PROBLEM TO WORK ON - Word for word, restate every line of the listing that follows.

SOURCE RECORDS -
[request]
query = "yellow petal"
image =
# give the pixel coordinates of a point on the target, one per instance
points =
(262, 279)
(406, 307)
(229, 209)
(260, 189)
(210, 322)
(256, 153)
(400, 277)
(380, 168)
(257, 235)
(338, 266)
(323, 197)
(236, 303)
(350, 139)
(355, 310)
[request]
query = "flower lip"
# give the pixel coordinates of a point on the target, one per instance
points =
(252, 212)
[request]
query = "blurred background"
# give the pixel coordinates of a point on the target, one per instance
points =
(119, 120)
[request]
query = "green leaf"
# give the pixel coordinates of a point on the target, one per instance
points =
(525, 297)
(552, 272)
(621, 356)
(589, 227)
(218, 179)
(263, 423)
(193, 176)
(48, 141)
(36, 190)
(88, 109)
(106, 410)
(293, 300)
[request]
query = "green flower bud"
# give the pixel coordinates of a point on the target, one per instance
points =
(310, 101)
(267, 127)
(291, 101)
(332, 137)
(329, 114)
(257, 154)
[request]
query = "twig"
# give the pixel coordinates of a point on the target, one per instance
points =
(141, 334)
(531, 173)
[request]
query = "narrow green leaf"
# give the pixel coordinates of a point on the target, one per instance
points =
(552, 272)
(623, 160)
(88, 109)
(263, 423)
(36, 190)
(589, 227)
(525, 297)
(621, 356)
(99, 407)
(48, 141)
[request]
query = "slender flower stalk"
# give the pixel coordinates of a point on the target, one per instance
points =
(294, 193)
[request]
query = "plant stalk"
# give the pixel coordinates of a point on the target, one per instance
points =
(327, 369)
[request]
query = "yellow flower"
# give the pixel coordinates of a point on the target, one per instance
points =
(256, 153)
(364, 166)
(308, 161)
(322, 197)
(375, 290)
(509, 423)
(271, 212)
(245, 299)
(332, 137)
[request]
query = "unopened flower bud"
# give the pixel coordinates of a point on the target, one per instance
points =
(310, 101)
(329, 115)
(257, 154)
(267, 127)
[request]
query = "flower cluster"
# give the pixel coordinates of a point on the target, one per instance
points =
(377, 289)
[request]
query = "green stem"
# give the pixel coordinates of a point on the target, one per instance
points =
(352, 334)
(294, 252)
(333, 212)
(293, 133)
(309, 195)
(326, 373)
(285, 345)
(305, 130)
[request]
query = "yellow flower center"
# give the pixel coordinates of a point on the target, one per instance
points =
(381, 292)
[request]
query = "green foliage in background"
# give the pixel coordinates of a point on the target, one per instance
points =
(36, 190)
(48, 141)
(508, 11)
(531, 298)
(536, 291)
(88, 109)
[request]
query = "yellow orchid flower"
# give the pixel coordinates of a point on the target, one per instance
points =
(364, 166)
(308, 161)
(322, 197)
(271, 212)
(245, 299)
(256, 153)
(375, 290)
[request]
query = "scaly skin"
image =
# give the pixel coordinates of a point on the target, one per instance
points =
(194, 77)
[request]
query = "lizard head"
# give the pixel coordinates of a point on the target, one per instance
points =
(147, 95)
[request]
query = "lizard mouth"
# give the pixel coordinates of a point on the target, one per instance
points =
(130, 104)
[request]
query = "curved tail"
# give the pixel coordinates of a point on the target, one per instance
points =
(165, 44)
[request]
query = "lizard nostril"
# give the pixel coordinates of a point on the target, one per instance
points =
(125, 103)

ANSWER TO THIS PROBLEM -
[request]
query = "yellow petal"
image =
# give the pixel coordinates of a point on the target, one per instance
points =
(262, 279)
(406, 307)
(229, 209)
(260, 189)
(210, 322)
(256, 153)
(400, 277)
(380, 168)
(257, 235)
(338, 266)
(323, 197)
(236, 303)
(350, 139)
(355, 310)
[request]
query = "flower lip"
# give the pixel coordinates of a point on the target, one per instance
points =
(252, 212)
[request]
query = "blurred background"
# give the pixel coordinates of a point on the target, one per instance
points =
(119, 120)
[request]
query = "green leaf"
# give the pixel coordinates of a point on the target, one per instance
points =
(525, 297)
(552, 272)
(621, 356)
(589, 227)
(218, 179)
(263, 423)
(193, 176)
(48, 141)
(36, 190)
(88, 109)
(106, 410)
(293, 300)
[request]
query = "green flower bud"
# give the pixel coordinates of a point on the target, one per instance
points =
(310, 101)
(267, 127)
(291, 101)
(332, 137)
(329, 114)
(257, 154)
[request]
query = "twig"
# give the pixel coordinates of a point on the target, one per instance
points =
(141, 334)
(531, 173)
[request]
query = "narrow green leaf"
# give the pixel coordinates of a point on the target, one per instance
points =
(552, 272)
(623, 160)
(88, 109)
(263, 423)
(36, 190)
(589, 227)
(525, 297)
(621, 356)
(99, 407)
(48, 141)
[request]
query = "slender flower stalk"
# give the pixel coordinates of a point on the target, one per instance
points =
(294, 193)
[request]
query = "plant stalk"
# give the pixel coordinates of a point on the target, one per instance
points =
(327, 369)
[request]
query = "yellow flower"
# give the pixel coordinates of a point on the target, one per instance
points =
(256, 153)
(364, 166)
(308, 161)
(322, 197)
(375, 290)
(509, 423)
(271, 212)
(245, 299)
(332, 137)
[request]
query = "unopened flower bud"
# give the pixel coordinates of a point on the target, one per instance
points =
(310, 101)
(329, 115)
(257, 154)
(267, 127)
[request]
query = "flower cluster"
# give the pixel coordinates of a point on the target, one per instance
points =
(377, 289)
[request]
query = "green stem"
# give the pixel coordinates of a point on the target, one per instance
points =
(352, 334)
(294, 252)
(333, 212)
(293, 133)
(309, 195)
(326, 373)
(285, 345)
(305, 130)
[request]
query = "yellow flower center"
# give the pixel coordinates of a point on the target, one per instance
points =
(381, 292)
[request]
query = "green foliage in background"
# give the pixel coordinates of a point on the target, one per instance
points =
(36, 190)
(48, 141)
(508, 11)
(531, 298)
(536, 291)
(88, 109)
[request]
query = "yellow orchid flower"
# give the pixel coordinates of a point on the target, one per instance
points =
(364, 166)
(308, 161)
(322, 197)
(271, 212)
(245, 299)
(256, 153)
(375, 290)
[request]
query = "scaly skin"
image =
# give the pixel coordinates of a point on the target, one per instance
points =
(194, 77)
[request]
query = "lizard head"
# give the pixel coordinates of a point on the target, one per instance
points =
(147, 95)
[request]
query = "lizard mouth"
# give the pixel coordinates of a point on the target, one per instance
points =
(130, 104)
[request]
query = "curved tail"
# give the pixel coordinates of a point on the target, one per instance
points =
(165, 44)
[request]
query = "lizard nostril"
# give the pixel coordinates of a point on the target, one per instance
points =
(125, 103)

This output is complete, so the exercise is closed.